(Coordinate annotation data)
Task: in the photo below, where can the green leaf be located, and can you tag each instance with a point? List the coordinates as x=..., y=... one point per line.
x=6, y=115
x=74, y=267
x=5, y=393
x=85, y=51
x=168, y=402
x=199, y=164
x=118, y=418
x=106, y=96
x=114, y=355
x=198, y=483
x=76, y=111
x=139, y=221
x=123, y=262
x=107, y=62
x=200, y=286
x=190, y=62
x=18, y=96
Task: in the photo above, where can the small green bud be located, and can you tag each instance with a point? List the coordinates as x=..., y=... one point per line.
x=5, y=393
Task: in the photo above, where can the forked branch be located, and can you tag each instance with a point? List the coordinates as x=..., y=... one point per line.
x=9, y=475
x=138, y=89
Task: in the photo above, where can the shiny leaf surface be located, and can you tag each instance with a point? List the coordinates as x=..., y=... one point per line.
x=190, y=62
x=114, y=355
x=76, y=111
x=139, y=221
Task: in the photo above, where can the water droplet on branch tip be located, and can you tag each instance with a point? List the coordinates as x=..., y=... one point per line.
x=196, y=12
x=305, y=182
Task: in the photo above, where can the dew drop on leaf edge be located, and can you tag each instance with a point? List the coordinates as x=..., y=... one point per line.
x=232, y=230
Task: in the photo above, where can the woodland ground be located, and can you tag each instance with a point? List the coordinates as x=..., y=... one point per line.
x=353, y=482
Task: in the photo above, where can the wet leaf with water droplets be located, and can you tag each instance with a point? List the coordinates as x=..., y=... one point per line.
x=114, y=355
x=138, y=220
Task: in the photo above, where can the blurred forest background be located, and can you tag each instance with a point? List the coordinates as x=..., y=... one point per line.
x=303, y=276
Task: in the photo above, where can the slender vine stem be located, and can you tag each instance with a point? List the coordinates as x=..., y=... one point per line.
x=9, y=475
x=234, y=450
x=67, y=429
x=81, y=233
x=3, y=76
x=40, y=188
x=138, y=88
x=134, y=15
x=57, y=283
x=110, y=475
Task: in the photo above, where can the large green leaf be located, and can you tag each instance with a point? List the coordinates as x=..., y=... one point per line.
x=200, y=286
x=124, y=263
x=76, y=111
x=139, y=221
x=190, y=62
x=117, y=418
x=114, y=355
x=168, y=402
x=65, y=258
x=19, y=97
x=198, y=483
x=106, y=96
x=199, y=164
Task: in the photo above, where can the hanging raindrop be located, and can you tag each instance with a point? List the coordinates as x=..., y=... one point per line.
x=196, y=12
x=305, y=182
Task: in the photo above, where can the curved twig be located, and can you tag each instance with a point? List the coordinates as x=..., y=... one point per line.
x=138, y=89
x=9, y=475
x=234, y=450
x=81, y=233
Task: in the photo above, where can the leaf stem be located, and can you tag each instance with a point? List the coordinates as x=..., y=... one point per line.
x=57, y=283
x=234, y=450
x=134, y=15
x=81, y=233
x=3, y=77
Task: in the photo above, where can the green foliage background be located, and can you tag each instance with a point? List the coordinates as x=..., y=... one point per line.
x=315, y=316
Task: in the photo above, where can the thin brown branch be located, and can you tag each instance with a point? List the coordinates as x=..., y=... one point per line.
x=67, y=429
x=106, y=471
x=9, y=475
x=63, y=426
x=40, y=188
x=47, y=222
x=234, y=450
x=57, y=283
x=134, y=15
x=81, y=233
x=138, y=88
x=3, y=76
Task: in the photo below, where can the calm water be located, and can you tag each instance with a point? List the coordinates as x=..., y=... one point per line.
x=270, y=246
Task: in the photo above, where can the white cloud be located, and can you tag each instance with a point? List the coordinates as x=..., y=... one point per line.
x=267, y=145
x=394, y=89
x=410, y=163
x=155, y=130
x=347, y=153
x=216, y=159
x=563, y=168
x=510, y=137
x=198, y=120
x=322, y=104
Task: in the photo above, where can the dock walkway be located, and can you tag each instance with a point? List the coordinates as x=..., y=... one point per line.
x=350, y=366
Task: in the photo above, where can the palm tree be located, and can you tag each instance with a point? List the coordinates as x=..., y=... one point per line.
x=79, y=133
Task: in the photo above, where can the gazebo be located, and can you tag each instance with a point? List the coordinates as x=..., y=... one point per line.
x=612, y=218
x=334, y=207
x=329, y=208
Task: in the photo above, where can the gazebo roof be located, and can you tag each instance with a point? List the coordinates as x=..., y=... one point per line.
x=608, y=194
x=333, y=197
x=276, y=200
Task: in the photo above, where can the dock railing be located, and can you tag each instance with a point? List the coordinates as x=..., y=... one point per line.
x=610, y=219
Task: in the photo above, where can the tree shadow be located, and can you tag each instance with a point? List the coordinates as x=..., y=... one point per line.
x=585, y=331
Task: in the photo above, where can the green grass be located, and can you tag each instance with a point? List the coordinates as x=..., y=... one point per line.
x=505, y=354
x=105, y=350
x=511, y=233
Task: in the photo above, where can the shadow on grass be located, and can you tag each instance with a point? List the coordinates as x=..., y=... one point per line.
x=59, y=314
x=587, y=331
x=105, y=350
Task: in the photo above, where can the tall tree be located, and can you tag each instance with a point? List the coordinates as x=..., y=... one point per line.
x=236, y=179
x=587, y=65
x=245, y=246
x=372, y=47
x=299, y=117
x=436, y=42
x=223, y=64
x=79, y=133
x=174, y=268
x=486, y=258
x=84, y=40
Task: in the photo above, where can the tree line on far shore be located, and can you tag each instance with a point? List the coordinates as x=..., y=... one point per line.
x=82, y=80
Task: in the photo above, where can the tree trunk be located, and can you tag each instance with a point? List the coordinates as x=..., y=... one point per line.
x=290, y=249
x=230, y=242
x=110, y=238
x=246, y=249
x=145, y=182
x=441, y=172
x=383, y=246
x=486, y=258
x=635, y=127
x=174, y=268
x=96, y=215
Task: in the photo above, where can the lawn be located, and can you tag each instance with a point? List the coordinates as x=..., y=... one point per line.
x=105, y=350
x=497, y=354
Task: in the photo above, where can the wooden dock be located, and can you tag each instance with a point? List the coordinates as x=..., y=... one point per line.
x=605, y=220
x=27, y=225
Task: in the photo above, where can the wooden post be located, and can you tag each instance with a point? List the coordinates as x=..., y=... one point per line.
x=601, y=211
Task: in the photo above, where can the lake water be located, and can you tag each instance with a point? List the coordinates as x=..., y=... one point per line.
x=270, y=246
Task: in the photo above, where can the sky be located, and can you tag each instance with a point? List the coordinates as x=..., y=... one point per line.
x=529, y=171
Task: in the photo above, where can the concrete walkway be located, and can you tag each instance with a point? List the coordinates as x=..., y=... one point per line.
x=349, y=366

[EXERCISE OBJECTIVE] Duplicate all of the data above line for line, without altering anything.

[SOLVED PROBLEM]
Task: in the photo below, where can the green leaf be located, and can you tag each instance with a point? List the coordinates as x=..., y=... one point per line.
x=6, y=115
x=74, y=267
x=5, y=393
x=85, y=51
x=168, y=402
x=199, y=164
x=118, y=418
x=106, y=96
x=114, y=355
x=198, y=483
x=76, y=111
x=139, y=221
x=123, y=262
x=107, y=62
x=200, y=286
x=190, y=62
x=18, y=96
Task: in the photo above, where can the small green bud be located, and can you tag each instance with a point? List the coordinates as x=..., y=... one point per line.
x=5, y=393
Task: in the photo above, where can the forked branch be located, and can you tag each instance with a point? List the coordinates as x=..., y=... one point per line.
x=9, y=475
x=138, y=89
Task: in the photo above, where can the shiny leaf surface be located, and can you tag each instance with a point? List the coordinates as x=..., y=... one point per line.
x=190, y=62
x=114, y=355
x=76, y=111
x=139, y=221
Task: in the photo above, where can the water droplet on branch tip be located, and can you tag each instance with a point? List the coordinates as x=..., y=... one point per line.
x=196, y=12
x=305, y=182
Task: in the photo above, where can the dew drop on leaf edge be located, and can you tag each instance with a point? List the coordinates as x=..., y=... one point per line.
x=232, y=230
Task: in the photo above, where can the woodland ground be located, and can you tag each instance with a point? List the coordinates as x=..., y=... one point per line.
x=353, y=482
Task: in the photo above, where can the wet leaf with water droplets be located, and can you tag each instance with a point? List the coordinates as x=..., y=... one point per line.
x=114, y=355
x=138, y=220
Task: in the photo above, where can the blurred forest background be located, and can you tag each instance with a point? List the coordinates as x=..., y=... one point per line.
x=303, y=276
Task: in the photo above, where can the slender vine stem be located, and can you tag each instance with a point? List the coordinates as x=..., y=... one point per line.
x=9, y=475
x=234, y=450
x=67, y=429
x=81, y=233
x=3, y=76
x=40, y=188
x=138, y=88
x=134, y=15
x=57, y=283
x=110, y=475
Task: in the photo above, where can the large green leaf be located, and can you tag each instance with a point? List the coordinates as x=..., y=... one point per line.
x=200, y=286
x=124, y=263
x=76, y=111
x=139, y=221
x=190, y=62
x=117, y=418
x=114, y=355
x=168, y=402
x=65, y=258
x=19, y=97
x=198, y=483
x=106, y=96
x=199, y=164
Task: in the photo above, where can the hanging raindrop be located, and can you tag each instance with a point? List the coordinates as x=..., y=... one point per line.
x=196, y=12
x=305, y=182
Task: in the photo above, where can the curved twig be located, and can you tag each instance with a point? List the coordinates as x=..., y=... one point per line.
x=138, y=89
x=9, y=475
x=234, y=450
x=81, y=233
Task: in the photo above, where can the leaf stem be located, and can you tag each instance with a point? List the coordinates as x=..., y=... one point per line.
x=57, y=283
x=234, y=450
x=134, y=15
x=81, y=233
x=3, y=77
Task: in the photo above, where can the green foliage background be located, and can you tag each instance with a point? List the coordinates as x=..., y=... one point per line.
x=315, y=316
Task: in the photo above, where can the thin brown branch be located, and can you tag each instance with a point? List the coordinates as x=..., y=... one point per line.
x=67, y=429
x=106, y=471
x=9, y=475
x=63, y=426
x=40, y=188
x=47, y=222
x=234, y=450
x=57, y=283
x=134, y=15
x=81, y=233
x=138, y=88
x=3, y=76
Task: in the photo below, where can the calm water be located, and can you tag each instance with a point? List the coordinates as x=..., y=... one point per line.
x=270, y=246
Task: in the photo above, where can the white cloud be located, and can you tag each instance with a point? List the coordinates as x=..., y=... one point per line.
x=267, y=145
x=394, y=89
x=410, y=163
x=155, y=130
x=347, y=153
x=216, y=159
x=563, y=168
x=510, y=137
x=198, y=120
x=322, y=104
Task: in the photo above, where can the dock walkway be located, and can you tag each instance with a point? List the coordinates as x=..., y=... one point per line.
x=350, y=366
Task: in the photo above, where can the palm tree be located, and can you tag each instance with a point? List the coordinates as x=..., y=... one point per line.
x=79, y=133
Task: in the photo above, where can the gazebo be located, and can you tag each instance with a point? List the coordinates as x=..., y=... one point per line.
x=612, y=218
x=334, y=207
x=329, y=208
Task: in the photo above, where can the gazebo roof be located, and can you tag each instance with a point? List the coordinates as x=..., y=... one point per line.
x=608, y=194
x=333, y=197
x=276, y=200
Task: in the photo above, where can the dock railing be located, and can you tag each instance with a point? List the coordinates as x=..., y=... one point per line.
x=610, y=219
Task: in the photo above, where can the tree shadow be located, and can you tag each instance with a point? List the coordinates as x=..., y=... one point per line.
x=585, y=331
Task: in the photo above, where can the green grass be located, and can you tag each instance with a point? List the coordinates as x=..., y=... one point per line.
x=505, y=354
x=105, y=350
x=511, y=233
Task: in the photo above, where can the shadow on grass be located, and can you tag each instance with a point? List the coordinates as x=..., y=... one point per line.
x=59, y=314
x=587, y=331
x=105, y=350
Task: in the photo above, where can the tall tree be located, and can you tag each instance with a point? List the coordinates as x=..., y=... one point per line.
x=236, y=179
x=587, y=65
x=245, y=246
x=372, y=47
x=299, y=117
x=436, y=42
x=223, y=64
x=79, y=133
x=174, y=268
x=486, y=258
x=84, y=40
Task: in the photo above, where can the tree line on far shore be located, and can you tag each instance with a point? List the coordinates as x=..., y=... one point per line.
x=82, y=80
Task: in the photo above, where can the tree trunk be located, and can you tag each instance with a point? List the coordinates as x=..., y=... one point per line.
x=290, y=249
x=230, y=242
x=110, y=238
x=246, y=249
x=145, y=182
x=441, y=172
x=383, y=246
x=486, y=258
x=635, y=127
x=174, y=268
x=96, y=215
Task: in the photo above, where can the lawn be located, and can you tag each instance with a point? List the coordinates as x=..., y=... one point per line.
x=105, y=350
x=497, y=354
Task: in the photo above, where can the wooden dock be located, and can you tag each instance with a point? List the coordinates as x=..., y=... one point per line.
x=605, y=220
x=27, y=225
Task: in the photo above, where can the wooden post be located, and can you tag each instance with a point? List the coordinates as x=..., y=... one point per line.
x=601, y=211
Task: in the photo above, where can the lake water be located, and can you tag each instance with a point? List the coordinates as x=..., y=... one point per line.
x=270, y=246
Task: in the photo above, where can the sky be located, and can you tag each instance with a point? List the coordinates as x=..., y=... one point per line.
x=529, y=171
Task: in the photo above, where can the concrete walkway be located, and can you tag each instance with a point? List the coordinates as x=..., y=... one point per line.
x=349, y=366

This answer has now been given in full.